**** ITEMS
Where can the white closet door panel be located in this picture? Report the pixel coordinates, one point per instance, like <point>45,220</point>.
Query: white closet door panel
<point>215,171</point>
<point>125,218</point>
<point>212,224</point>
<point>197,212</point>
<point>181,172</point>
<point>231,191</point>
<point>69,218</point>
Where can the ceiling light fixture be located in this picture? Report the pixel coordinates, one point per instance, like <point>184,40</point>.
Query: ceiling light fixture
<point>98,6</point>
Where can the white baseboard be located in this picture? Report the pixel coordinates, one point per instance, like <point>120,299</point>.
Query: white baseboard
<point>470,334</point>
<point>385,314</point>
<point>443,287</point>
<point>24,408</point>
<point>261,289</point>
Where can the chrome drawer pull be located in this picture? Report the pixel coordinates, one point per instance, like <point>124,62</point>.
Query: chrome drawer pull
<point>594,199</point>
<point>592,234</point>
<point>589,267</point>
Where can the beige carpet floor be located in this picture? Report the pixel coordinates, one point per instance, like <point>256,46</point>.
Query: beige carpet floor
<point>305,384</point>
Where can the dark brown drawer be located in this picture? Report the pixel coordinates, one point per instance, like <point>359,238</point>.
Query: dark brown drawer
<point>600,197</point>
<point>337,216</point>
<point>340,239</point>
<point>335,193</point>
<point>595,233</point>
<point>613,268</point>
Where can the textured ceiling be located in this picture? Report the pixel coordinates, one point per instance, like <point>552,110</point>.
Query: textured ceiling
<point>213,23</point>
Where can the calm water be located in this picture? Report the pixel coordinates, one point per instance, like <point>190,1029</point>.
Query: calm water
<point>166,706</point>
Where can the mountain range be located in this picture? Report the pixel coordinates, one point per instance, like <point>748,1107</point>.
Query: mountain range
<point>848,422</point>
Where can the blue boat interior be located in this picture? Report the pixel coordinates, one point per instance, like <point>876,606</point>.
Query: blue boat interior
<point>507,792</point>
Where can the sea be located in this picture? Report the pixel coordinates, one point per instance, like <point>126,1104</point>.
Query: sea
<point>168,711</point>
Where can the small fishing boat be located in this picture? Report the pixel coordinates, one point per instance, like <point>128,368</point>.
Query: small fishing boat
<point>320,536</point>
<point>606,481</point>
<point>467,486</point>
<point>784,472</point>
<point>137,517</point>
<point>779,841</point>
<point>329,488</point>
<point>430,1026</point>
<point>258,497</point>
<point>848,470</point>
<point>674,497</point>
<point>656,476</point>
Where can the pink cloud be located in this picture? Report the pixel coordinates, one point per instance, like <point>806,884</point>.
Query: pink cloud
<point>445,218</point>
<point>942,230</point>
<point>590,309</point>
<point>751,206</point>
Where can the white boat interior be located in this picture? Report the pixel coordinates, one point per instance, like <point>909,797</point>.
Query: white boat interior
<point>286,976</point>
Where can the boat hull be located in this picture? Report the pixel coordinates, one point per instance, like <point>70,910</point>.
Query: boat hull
********
* **WHAT YOU SHOULD DO**
Write out every line from the one containing "Where can the pink" down to the end of the data, and shift each coordinate of the points given as answers by -113, leaving the format points inside the other lines unchanged.

* **WRITTEN ANSWER**
Where can the pink cloud be located in this picture? Report the pixel coordinates, one point per instance, like <point>806,884</point>.
Query: pink cloud
<point>332,105</point>
<point>829,117</point>
<point>477,196</point>
<point>638,93</point>
Where can the white boat interior be located in this picture? Report the pixel coordinates, one point per instance, like <point>909,797</point>.
Query: white boat interior
<point>173,863</point>
Where can the boat hull be located in this picture? Report the pixel coordinates, one point per instance, like <point>70,910</point>.
Query: boat hull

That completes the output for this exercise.